- Task statement
How many lines in the items below contain the string "blade"? Reply with the number alone.
/---
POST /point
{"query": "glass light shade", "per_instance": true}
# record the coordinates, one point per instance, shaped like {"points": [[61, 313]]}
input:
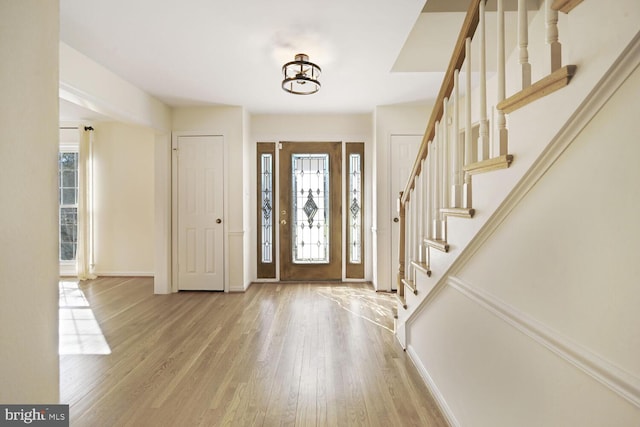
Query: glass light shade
{"points": [[301, 76]]}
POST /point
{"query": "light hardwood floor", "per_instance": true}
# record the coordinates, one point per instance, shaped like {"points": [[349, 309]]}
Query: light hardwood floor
{"points": [[279, 354]]}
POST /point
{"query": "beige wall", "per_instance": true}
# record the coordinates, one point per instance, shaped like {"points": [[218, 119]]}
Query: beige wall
{"points": [[390, 120], [534, 319], [552, 289], [28, 219], [123, 199]]}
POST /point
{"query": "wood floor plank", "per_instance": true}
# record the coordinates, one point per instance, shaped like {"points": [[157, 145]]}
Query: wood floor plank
{"points": [[278, 354]]}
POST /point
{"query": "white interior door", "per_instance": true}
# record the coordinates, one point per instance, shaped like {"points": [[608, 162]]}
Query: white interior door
{"points": [[404, 149], [200, 213]]}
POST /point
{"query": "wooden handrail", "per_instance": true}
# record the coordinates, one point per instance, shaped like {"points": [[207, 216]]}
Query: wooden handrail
{"points": [[457, 59]]}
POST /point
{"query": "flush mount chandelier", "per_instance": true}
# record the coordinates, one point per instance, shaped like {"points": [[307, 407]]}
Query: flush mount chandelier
{"points": [[301, 76]]}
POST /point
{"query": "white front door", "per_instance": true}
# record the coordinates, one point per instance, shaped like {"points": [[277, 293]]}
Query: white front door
{"points": [[200, 198], [404, 149]]}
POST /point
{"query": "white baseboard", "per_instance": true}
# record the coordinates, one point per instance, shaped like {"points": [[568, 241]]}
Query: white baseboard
{"points": [[433, 388], [125, 273]]}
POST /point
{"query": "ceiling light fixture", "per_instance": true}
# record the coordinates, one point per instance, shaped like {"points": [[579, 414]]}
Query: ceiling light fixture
{"points": [[301, 76]]}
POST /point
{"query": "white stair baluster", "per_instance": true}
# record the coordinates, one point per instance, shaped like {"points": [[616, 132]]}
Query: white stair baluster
{"points": [[555, 49], [502, 134], [523, 42], [483, 138], [469, 145]]}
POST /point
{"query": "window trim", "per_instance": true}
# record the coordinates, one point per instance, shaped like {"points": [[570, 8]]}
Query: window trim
{"points": [[265, 270], [354, 270]]}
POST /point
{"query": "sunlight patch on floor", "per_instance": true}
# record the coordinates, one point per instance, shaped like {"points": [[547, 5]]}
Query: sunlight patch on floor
{"points": [[372, 306], [79, 331]]}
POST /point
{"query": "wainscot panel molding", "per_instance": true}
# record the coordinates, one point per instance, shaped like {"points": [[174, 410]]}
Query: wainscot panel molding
{"points": [[619, 381], [617, 74]]}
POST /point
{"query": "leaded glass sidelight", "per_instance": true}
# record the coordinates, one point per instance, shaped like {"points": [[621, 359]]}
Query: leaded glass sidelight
{"points": [[355, 208], [310, 208], [266, 160]]}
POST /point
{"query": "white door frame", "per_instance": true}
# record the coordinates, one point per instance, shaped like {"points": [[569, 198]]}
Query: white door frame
{"points": [[394, 263], [174, 205]]}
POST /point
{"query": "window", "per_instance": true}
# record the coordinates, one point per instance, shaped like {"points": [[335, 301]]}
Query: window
{"points": [[266, 204], [354, 203], [68, 202]]}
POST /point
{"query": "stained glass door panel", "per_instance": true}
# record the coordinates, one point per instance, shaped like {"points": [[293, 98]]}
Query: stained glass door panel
{"points": [[310, 205]]}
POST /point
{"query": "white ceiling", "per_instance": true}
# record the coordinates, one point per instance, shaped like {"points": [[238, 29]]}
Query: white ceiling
{"points": [[214, 52]]}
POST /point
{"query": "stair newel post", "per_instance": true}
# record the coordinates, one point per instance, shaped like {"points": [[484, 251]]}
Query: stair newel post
{"points": [[523, 43], [501, 119], [457, 151], [469, 145], [401, 246], [483, 138], [555, 48]]}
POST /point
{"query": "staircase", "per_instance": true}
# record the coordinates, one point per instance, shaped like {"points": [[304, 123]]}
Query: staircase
{"points": [[491, 136]]}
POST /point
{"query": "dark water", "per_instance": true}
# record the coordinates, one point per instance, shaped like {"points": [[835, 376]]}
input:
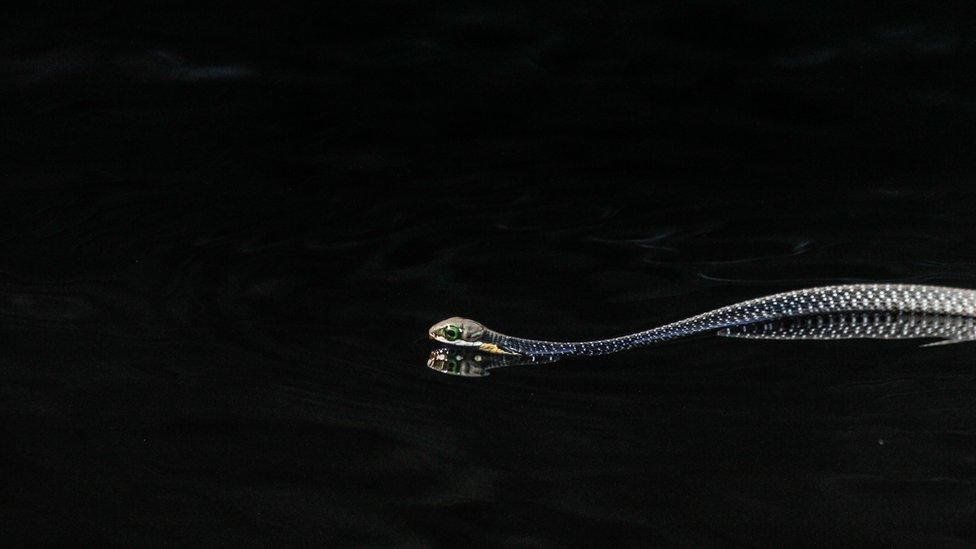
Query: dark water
{"points": [[226, 232]]}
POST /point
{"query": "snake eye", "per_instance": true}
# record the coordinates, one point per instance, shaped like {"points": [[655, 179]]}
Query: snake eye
{"points": [[452, 333]]}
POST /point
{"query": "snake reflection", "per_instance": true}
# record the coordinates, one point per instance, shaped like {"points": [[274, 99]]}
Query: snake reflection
{"points": [[875, 311]]}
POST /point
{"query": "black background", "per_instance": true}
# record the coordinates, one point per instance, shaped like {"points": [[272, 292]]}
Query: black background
{"points": [[225, 231]]}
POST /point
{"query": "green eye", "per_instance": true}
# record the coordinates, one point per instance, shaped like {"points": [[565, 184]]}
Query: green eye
{"points": [[451, 333]]}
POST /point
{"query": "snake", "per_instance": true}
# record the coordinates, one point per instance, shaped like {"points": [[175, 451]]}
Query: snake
{"points": [[881, 311]]}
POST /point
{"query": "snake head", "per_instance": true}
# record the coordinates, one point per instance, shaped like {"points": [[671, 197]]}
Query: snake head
{"points": [[459, 362], [458, 331]]}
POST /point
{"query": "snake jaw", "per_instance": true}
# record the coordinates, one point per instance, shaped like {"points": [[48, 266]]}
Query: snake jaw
{"points": [[494, 349]]}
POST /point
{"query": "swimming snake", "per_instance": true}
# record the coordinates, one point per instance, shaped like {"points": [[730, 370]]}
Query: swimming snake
{"points": [[881, 311]]}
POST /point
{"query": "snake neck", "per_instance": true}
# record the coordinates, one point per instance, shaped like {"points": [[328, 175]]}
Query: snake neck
{"points": [[508, 344]]}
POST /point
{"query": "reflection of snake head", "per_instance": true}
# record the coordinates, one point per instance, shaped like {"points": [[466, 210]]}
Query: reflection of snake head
{"points": [[463, 332], [459, 362]]}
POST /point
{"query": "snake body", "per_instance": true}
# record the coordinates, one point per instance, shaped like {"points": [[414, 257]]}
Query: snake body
{"points": [[955, 306]]}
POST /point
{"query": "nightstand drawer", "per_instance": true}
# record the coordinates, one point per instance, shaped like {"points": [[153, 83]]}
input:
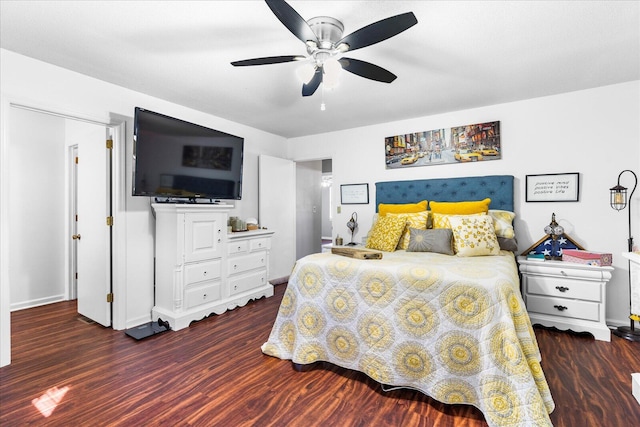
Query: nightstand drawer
{"points": [[194, 273], [202, 295], [237, 246], [564, 288], [562, 307]]}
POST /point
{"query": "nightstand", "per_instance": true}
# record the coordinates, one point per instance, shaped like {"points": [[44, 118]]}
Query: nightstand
{"points": [[566, 295]]}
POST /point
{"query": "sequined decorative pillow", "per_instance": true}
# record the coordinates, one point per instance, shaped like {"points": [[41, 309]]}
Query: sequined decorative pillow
{"points": [[386, 233], [473, 235], [439, 241]]}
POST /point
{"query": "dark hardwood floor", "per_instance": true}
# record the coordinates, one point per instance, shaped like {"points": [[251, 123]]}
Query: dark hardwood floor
{"points": [[214, 374]]}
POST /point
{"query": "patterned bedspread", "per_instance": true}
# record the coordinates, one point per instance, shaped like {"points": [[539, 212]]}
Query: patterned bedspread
{"points": [[454, 328]]}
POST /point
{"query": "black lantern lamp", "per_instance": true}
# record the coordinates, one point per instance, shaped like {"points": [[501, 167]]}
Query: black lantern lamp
{"points": [[352, 225], [619, 201], [554, 230]]}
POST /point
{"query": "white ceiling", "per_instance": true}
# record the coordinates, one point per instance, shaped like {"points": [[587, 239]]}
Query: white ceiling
{"points": [[460, 55]]}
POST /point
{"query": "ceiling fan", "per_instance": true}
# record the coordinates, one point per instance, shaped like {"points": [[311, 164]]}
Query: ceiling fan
{"points": [[325, 45]]}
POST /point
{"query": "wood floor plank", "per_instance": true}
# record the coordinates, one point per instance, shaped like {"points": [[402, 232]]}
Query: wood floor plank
{"points": [[214, 374]]}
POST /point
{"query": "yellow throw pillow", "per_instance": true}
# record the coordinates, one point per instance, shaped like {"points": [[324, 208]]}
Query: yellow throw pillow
{"points": [[460, 208], [442, 220], [473, 235], [414, 220], [385, 208], [386, 233], [503, 223]]}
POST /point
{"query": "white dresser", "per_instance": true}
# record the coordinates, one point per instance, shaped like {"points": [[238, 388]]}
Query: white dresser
{"points": [[566, 295], [200, 268]]}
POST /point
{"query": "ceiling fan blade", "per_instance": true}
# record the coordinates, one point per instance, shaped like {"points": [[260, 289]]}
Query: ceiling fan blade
{"points": [[367, 70], [292, 20], [379, 31], [310, 88], [268, 60]]}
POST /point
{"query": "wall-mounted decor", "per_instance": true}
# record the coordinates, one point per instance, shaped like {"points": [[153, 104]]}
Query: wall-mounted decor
{"points": [[460, 144], [559, 187], [354, 194], [199, 156]]}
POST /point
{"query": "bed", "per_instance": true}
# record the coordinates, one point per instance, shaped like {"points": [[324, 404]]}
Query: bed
{"points": [[453, 327]]}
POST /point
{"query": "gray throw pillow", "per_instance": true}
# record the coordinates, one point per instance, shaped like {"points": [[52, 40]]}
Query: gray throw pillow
{"points": [[439, 240]]}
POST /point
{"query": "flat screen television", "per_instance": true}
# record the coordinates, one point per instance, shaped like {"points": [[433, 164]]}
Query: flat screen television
{"points": [[178, 161]]}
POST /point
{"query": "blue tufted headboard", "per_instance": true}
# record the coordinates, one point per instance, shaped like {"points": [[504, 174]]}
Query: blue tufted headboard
{"points": [[499, 188]]}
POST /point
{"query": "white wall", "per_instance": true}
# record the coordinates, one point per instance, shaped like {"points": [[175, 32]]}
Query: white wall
{"points": [[37, 84], [37, 193], [594, 132]]}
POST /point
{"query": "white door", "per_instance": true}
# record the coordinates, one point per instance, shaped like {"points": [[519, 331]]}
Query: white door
{"points": [[93, 235], [277, 211]]}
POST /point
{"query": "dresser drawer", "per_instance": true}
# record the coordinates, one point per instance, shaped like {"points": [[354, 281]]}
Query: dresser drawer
{"points": [[563, 307], [248, 262], [248, 282], [202, 294], [237, 246], [199, 272], [259, 244], [564, 288]]}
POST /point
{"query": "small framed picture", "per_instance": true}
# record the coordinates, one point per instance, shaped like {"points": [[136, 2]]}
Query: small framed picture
{"points": [[354, 194], [559, 187]]}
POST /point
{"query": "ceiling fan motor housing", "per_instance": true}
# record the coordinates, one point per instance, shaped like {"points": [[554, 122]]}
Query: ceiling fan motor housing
{"points": [[328, 30]]}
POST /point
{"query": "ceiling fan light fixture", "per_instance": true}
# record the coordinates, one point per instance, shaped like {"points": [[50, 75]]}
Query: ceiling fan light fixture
{"points": [[305, 72], [342, 47], [331, 70]]}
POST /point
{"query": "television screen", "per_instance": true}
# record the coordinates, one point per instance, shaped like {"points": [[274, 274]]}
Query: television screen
{"points": [[174, 160]]}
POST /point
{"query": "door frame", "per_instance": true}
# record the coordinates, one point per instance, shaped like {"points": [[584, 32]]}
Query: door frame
{"points": [[117, 124]]}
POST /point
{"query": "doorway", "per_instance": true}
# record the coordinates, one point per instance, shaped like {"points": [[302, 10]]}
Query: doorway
{"points": [[41, 261], [313, 206]]}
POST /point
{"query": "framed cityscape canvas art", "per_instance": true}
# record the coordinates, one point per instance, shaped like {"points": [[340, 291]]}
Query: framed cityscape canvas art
{"points": [[461, 144]]}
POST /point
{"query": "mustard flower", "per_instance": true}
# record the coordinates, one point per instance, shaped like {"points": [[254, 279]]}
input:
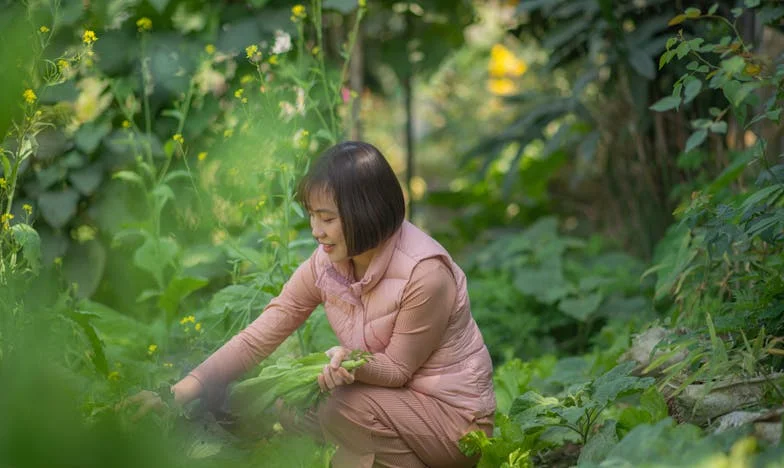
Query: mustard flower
\---
- Solution for this task
2